• [What needs to be done] In the forum thread, when does AAARGH! guess the 10,000 Wyndham points will arrive?
-- Passage given start --
I'm still owed 10,000 from Wyndham, 3,000+ from ShoeBuy, and 8,000 from Chase/AGR (AGR MasterCard). That's a free 2-zone roomette trip! I can't wait!!!!!!!!!!


----------



## Shanghai (Sep 23, 2009)

When do you expect to receive the 10,000 Wyndham points?


----------



## AAARGH! (Sep 23, 2009)

Shanghai said:


> When do you expect to receive the 10,000 Wyndham points?


I'm guessing mid to late October. I won't start poking AGR/Wyndham in the side until then.


----------



## the_traveler (Sep 23, 2009)

AAARGH! said:


> I'm still owed ... 8,000 from Chase/AGR (AGR MasterCard).


Are you sure they didn't post already? :huh:

When I got my card, I only got 5,000 points, but 2,500 went directly into my AGR account, and the other 2,500 were included on my Chase statement and then were transferred from there. So that first month, Chase transferred something like 4,000 points instead of 1,500 points to AGR!

Check your statement against how much you paid on your bill.


----------



## AAARGH! (Sep 23, 2009)

the_traveler said:


> AAARGH! said:
> 
> 
> > I'm still owed ... 8,000 from Chase/AGR (AGR MasterCard).
> ...
-- Passage given end --
-- Material start --
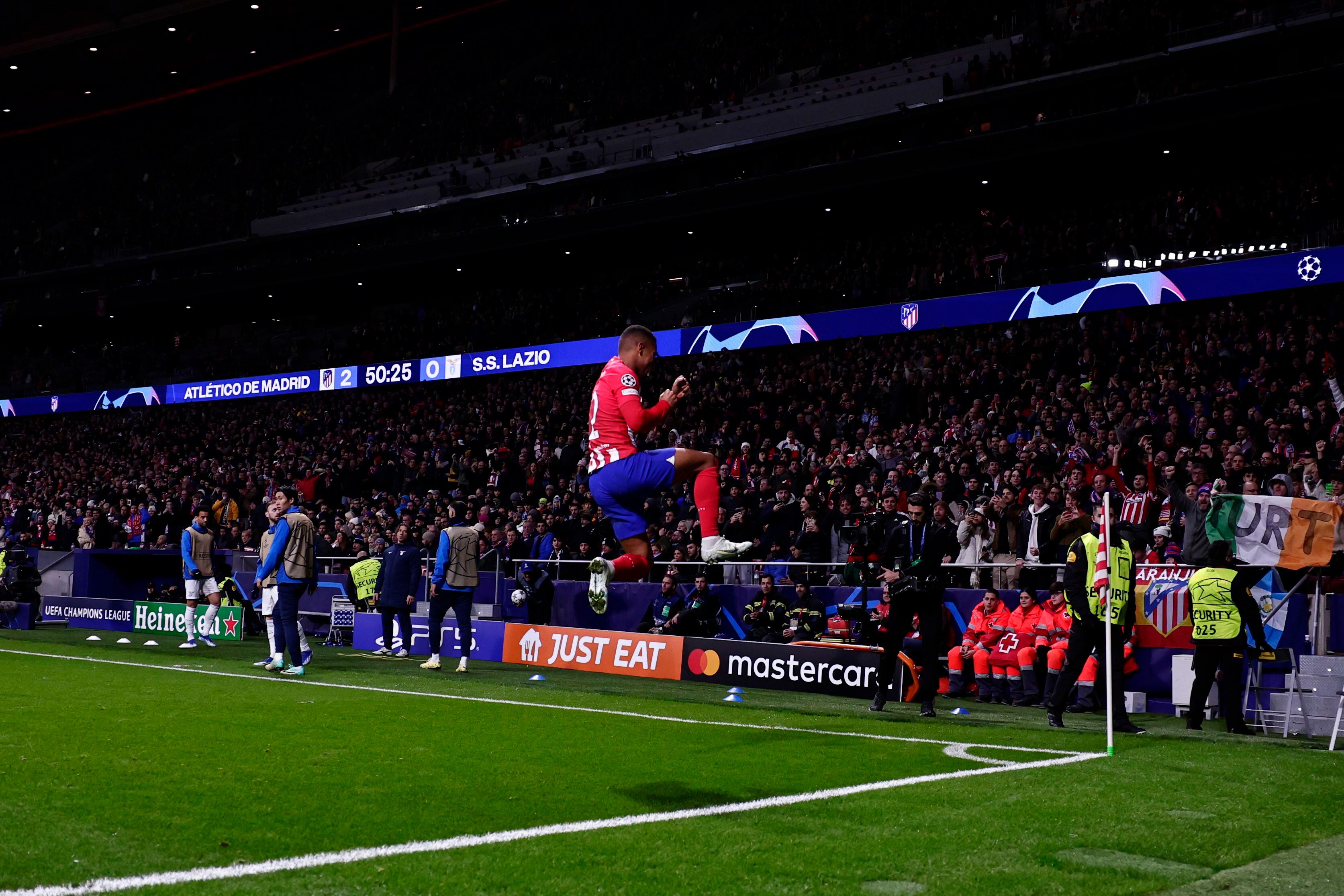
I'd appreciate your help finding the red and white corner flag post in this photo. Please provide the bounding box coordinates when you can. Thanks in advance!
[1093,492,1115,756]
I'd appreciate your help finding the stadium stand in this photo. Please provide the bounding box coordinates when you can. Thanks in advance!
[0,165,1340,398]
[0,294,1344,591]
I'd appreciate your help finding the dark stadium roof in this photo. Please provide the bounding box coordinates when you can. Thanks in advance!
[0,0,497,137]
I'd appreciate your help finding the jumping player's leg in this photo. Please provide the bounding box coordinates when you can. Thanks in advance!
[673,449,751,563]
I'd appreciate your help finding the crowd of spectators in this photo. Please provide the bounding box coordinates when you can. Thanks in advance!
[0,290,1344,599]
[0,0,1279,276]
[0,165,1340,398]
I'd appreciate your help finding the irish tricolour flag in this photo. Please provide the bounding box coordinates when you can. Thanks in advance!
[1204,494,1344,569]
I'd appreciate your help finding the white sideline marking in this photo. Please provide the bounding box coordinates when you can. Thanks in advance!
[0,649,1105,763]
[0,757,1105,896]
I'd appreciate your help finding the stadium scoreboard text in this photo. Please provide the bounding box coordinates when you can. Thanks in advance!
[0,247,1344,416]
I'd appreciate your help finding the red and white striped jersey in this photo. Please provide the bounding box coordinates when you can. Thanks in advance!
[589,357,671,473]
[1119,492,1162,525]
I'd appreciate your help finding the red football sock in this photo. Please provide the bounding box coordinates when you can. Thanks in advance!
[611,553,649,582]
[695,466,719,539]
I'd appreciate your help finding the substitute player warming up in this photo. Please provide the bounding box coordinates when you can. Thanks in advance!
[589,327,751,612]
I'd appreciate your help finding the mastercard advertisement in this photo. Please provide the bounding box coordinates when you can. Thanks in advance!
[504,622,681,680]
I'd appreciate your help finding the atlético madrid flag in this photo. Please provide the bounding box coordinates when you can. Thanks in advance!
[1204,494,1344,569]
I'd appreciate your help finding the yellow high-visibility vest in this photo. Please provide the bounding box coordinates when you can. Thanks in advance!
[1068,532,1134,626]
[1189,567,1242,641]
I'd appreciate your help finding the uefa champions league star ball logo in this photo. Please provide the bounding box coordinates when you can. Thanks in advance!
[1297,255,1321,284]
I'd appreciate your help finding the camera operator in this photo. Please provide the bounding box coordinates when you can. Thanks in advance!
[0,541,42,627]
[868,492,954,718]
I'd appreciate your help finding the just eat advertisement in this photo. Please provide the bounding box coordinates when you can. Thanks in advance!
[504,622,681,680]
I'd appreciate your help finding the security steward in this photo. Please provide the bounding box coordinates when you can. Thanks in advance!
[421,501,484,673]
[345,551,383,612]
[1046,501,1146,735]
[868,492,957,718]
[374,522,421,657]
[742,572,789,643]
[1185,541,1270,735]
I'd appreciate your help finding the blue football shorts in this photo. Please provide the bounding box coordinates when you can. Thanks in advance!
[589,447,676,541]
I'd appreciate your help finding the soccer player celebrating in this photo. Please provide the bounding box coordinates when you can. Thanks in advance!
[589,325,751,612]
[178,504,219,647]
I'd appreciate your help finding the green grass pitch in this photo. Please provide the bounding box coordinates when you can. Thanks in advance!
[0,629,1344,896]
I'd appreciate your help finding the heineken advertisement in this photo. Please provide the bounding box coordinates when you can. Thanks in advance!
[136,600,243,641]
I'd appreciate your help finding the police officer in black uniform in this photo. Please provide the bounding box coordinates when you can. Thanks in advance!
[868,492,956,718]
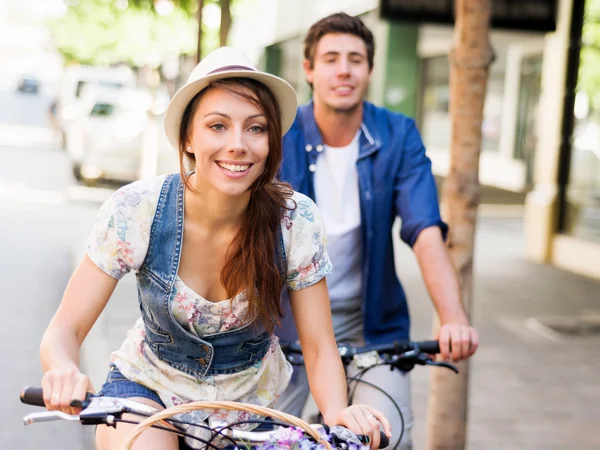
-- Material end --
• [Output of the exercise] Mid to late October.